• [Task instructions] Without the pictures, print each of the records below exactly as it appears.

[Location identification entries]

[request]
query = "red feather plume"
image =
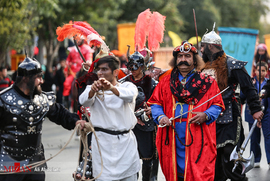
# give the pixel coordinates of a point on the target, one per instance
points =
(141, 29)
(156, 29)
(86, 25)
(67, 31)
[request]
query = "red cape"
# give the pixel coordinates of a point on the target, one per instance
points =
(205, 168)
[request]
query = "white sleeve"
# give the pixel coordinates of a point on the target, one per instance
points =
(83, 98)
(128, 92)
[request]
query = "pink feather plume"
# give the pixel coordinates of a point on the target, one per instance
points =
(77, 29)
(156, 29)
(86, 25)
(141, 29)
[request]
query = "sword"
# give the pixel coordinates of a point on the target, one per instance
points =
(195, 107)
(247, 163)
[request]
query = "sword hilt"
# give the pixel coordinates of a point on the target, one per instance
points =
(235, 165)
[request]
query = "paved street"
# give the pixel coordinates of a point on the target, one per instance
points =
(61, 167)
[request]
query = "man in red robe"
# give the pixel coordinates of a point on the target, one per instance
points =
(187, 151)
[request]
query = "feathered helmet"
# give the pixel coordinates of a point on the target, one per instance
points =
(29, 67)
(151, 27)
(212, 37)
(78, 30)
(185, 47)
(135, 60)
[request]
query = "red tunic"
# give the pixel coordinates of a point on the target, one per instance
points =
(205, 168)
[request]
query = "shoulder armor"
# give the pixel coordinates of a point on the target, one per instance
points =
(51, 97)
(3, 92)
(233, 63)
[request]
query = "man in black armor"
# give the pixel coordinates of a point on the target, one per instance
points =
(145, 129)
(229, 72)
(23, 108)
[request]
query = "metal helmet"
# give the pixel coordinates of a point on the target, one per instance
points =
(211, 37)
(29, 67)
(185, 47)
(136, 60)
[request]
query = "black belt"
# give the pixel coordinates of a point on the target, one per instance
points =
(110, 131)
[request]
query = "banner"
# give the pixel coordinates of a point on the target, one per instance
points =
(239, 43)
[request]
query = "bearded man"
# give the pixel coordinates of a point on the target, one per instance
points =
(229, 72)
(23, 108)
(186, 150)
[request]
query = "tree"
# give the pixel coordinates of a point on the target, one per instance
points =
(17, 24)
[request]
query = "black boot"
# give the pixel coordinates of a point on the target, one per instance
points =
(146, 170)
(154, 172)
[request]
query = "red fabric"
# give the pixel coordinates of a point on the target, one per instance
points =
(67, 85)
(121, 74)
(205, 168)
(74, 59)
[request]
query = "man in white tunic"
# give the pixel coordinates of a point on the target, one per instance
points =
(112, 114)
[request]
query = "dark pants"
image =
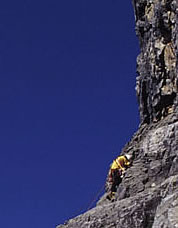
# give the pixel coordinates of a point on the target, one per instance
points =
(113, 180)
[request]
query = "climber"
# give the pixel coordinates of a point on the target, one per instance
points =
(116, 173)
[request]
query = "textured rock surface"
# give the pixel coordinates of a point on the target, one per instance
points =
(148, 194)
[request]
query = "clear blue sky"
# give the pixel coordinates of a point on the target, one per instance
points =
(67, 101)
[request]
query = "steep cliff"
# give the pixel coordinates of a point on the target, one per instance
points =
(148, 194)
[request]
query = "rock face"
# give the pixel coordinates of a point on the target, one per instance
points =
(148, 194)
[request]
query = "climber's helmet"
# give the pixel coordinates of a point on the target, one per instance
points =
(128, 156)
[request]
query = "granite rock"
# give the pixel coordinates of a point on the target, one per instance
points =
(148, 194)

• [Output for this task]
[request]
query = "red feather plume"
image =
# give the pixel coordinates of a point on the target, one per instance
points =
(141, 29)
(156, 29)
(86, 25)
(67, 31)
[request]
query = "red cape"
# give the pixel coordinates of a point on the target, one per instance
points =
(205, 168)
[request]
query = "white sleeve"
# give the pixel coordinates of a point on the target, one per instance
points =
(83, 98)
(128, 92)
[request]
query = "pink feather plume"
# give the pixel coordinates of a point on the target, one per instance
points =
(77, 29)
(156, 29)
(86, 25)
(141, 29)
[request]
query = "sword"
# give the pixel coordinates of a point on the target, one per instance
points =
(195, 107)
(247, 163)
[request]
query = "sword hilt"
# give the pixel coordinates of a point on the target, one per instance
points =
(235, 165)
[request]
query = "paved street"
# give the pixel coordinates of a point on the target, one per instance
points =
(61, 167)
[request]
query = "man in red robe"
# give the pixel coordinates of a point on the target, one per instance
points =
(187, 151)
[request]
query = "feathered helmet"
# give the pixel coordinates of a point on the target, one per instance
points =
(29, 67)
(151, 27)
(212, 37)
(78, 30)
(185, 47)
(135, 60)
[request]
query = "red tunic"
# give the pixel coordinates of a point on the target, one per instance
points =
(205, 168)
[request]
query = "shoulder armor"
# give the pixel coordinates of a point on the target, one per instance
points =
(51, 97)
(3, 92)
(233, 63)
[request]
query = "man in black armor"
# give the pixel coordinates of a point on the target, one per instance
points =
(145, 129)
(229, 72)
(23, 108)
[request]
query = "metal helmet"
# give the pixel coordinates of a point on the target, one per instance
points =
(211, 37)
(29, 67)
(185, 47)
(136, 60)
[request]
query = "black belt"
# give the pixel coordinates of a point on the target, one per instance
points =
(110, 131)
[request]
query = "banner"
# give the pixel coordinates of a point on the target, one per instance
points =
(239, 43)
[request]
query = "bearded man"
# give the pixel coordinates of a point on the target, one per instance
points =
(229, 72)
(23, 108)
(186, 150)
[request]
query = "tree"
# give the pixel coordinates of a point on the target, one per instance
points =
(17, 24)
[request]
query = "black boot"
# give the pixel coordinates of a point on the target, one per instance
points =
(146, 170)
(154, 172)
[request]
query = "red fabric"
# give the pixel coordinates of a point on the target, one per instance
points =
(67, 85)
(121, 74)
(205, 168)
(74, 59)
[request]
query = "man in white tunic"
# give the pixel coordinates of a point on the target, one per instance
points =
(112, 114)
[request]
query = "dark pants"
image =
# give the pixel coordinates of a point on the target, one per instance
points =
(113, 180)
[request]
query = "climber"
# give the pixel coordinates of a point on the target, one per instance
points =
(116, 173)
[request]
query = "textured rock surface"
# give the pixel coordinates of a point on the target, one per instance
points =
(148, 194)
[request]
query = "clear blue sky"
# give the pixel coordinates of a point on the target, one per instance
points =
(67, 101)
[request]
query = "steep cliff"
# give the pixel coordinates of a point on the target, one per instance
points =
(148, 194)
[request]
query = "rock face"
# give the pixel coordinates of a point on the target, one per instance
points =
(148, 194)
[request]
query = "climber's helmet"
# give the pixel coordinates of a point on the target, one per instance
points =
(128, 156)
[request]
query = "granite rock"
# give the pixel coordinates of a point on the target, one per instance
points =
(148, 194)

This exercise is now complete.